Directions for this task => To complete this task, print all the data below exactly but leave out the images.

========================================================================

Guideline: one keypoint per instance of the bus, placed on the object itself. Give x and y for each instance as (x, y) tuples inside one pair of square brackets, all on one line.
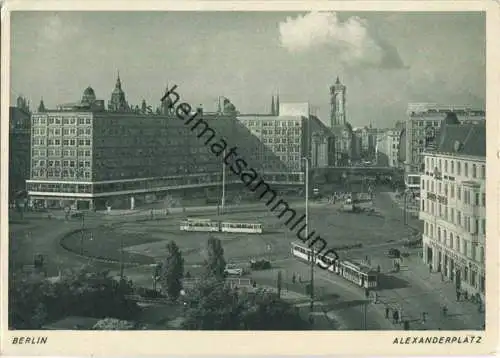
[(208, 225), (360, 274)]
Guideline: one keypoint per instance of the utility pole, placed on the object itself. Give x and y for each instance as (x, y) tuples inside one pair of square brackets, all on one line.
[(82, 236), (122, 268), (364, 314), (223, 199), (313, 257)]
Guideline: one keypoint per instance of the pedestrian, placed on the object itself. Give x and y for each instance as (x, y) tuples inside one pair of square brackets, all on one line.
[(395, 316)]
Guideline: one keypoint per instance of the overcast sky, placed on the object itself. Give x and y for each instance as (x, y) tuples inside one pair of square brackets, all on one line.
[(386, 60)]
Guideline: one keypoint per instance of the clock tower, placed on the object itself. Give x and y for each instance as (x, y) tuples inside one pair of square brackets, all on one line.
[(337, 104)]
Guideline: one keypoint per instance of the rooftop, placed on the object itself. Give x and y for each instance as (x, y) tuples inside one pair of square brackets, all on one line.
[(462, 139)]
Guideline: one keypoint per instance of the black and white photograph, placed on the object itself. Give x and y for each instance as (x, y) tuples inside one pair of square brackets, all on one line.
[(318, 170)]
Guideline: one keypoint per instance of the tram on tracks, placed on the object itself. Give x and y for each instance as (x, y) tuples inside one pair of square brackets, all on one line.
[(208, 225), (355, 272)]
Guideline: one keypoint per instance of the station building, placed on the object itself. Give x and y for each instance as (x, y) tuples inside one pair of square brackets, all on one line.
[(87, 157), (453, 205)]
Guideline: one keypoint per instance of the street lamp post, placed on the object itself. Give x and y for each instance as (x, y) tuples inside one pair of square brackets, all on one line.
[(307, 232), (82, 236), (122, 268)]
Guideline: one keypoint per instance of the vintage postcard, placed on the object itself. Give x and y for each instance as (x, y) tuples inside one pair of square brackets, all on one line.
[(249, 178)]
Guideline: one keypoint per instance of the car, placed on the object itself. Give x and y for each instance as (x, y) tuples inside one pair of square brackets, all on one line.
[(233, 270)]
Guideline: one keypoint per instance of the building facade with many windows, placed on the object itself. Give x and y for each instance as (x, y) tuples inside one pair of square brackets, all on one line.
[(422, 127), (87, 157), (453, 206)]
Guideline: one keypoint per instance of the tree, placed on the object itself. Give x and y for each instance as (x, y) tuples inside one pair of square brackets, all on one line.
[(267, 311), (113, 324), (213, 305), (35, 301), (215, 263), (172, 271)]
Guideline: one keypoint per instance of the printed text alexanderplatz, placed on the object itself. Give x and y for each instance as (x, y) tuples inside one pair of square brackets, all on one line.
[(249, 177)]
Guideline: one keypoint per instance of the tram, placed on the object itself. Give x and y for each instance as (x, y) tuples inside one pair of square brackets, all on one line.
[(205, 225), (208, 225), (357, 273)]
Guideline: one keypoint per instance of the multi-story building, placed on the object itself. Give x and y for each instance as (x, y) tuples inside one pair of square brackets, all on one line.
[(19, 146), (422, 127), (87, 156), (387, 148), (453, 201), (291, 134)]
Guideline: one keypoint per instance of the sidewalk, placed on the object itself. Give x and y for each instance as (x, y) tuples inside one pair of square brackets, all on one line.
[(416, 291)]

========================================================================

Answer section =>
Guideline: one keypoint per instance of the bus, placed on the object itself. Give x and y for each instance as (x, y) tuples inside one pair of square brackets, all on one line.
[(208, 225), (360, 274)]
Guideline: one keypoint per instance of the utility pole, placed on the object itself. Give x and y for each instance as (x, y) tuples inside one pair of square brackets, all on one line.
[(82, 236), (122, 268), (364, 314), (223, 199), (313, 257)]
Guideline: one keypoint per instance of the pedestrian, placed on the object itself. Give x and y for each instance as (x, y) tuples inside one pair of square brackets, all on one line.
[(395, 316)]
Guideline: one keypoint per instance of the overcast sky, placed on the object itself. Give x and y for each instance as (x, y) tuples inside one pair of square brackets, all on one line.
[(386, 60)]
Guideline: one keypoint per instance of the clock tower, placed on the object itself. Give x and y for each instance as (x, y) tuples inside one pair of square brackets, all on one line.
[(337, 104)]
Guideline: one keypoint per instance of the rooftop, placed on the object itself. Give x and y for each instance as (x, y) tuples inside one pair of square brackets, all on one line.
[(462, 139)]
Guideline: one keypoint per instance of the black and white photograph, placed on the object itself. Give x and y for each instance as (x, y) tuples inside one pair of square brackets, all on one line.
[(318, 170)]
Guideline: one keypoint per instance of the tram on tracks, placed on the object itself. Give x and y for each instance as (x, y) tuples inside one pair of square brackets, all on one line.
[(208, 225), (355, 272)]
Guideline: one keypoint per instance of the station building, placed on the object itself. Give x and y for each instance as (x, y) tuples inside one pair of square brackets, all on one line.
[(87, 157), (453, 205)]
Guideline: one keypoint per instance of the street lamp post, placed on the object itself. Give x and y for each instance as (x, y) tuples inside one pair of square brackets, all on one line.
[(307, 232), (82, 236), (122, 268)]
Guideline: one keypoint per instance of the vintage postcard, placed on the object itself. Give x and y for each instance as (x, y) tuples inside one pair of square brackets, all on one line.
[(249, 178)]
Guideline: one keypoint per instance of the car, placed on the object itself. Give x and y for each instance as (x, y) tuples inside one pair of square brackets, all on one line.
[(233, 270)]
Guideline: one keypoint per instance of the building facade with many windows, placed on the object itself. Give x and y for each instance as (x, y) tuples inside one pair of square brackets, all on one line.
[(422, 127), (87, 157), (453, 206)]
Guideline: one keypoint per instance of the tree, placed on the object itself. Give x and y for each instance as (x, y) tuples inside one pair of square brackets, all on one line.
[(267, 311), (113, 324), (213, 305), (35, 301), (215, 263), (172, 271)]
Guideline: one keypoint per instance of the printed text alexanderplatz, placed on the object itself. Give x and y for each instance as (x, y) tuples inside one pair of square brackets, all on one line.
[(249, 177)]
Guideline: one keypoint per instance of the tram, placed on the object itself. Give x and y for each instance as (x, y) tuples inside one pair of square brackets, all on one line.
[(205, 225), (208, 225), (357, 273)]
Guideline: one keypoint per instance of the multi-story building, placed on the object itself. Give x and y for each instance as (x, y) tuples inside one pair of square brackets, all on one line.
[(19, 146), (422, 127), (87, 156), (387, 148), (453, 201), (291, 134)]
Guideline: one keypoint per instance of the sidewalk, placed on the object itself. Give x and y for each instance as (x, y) tuples inside one pair of square brackets, all on one line.
[(416, 291)]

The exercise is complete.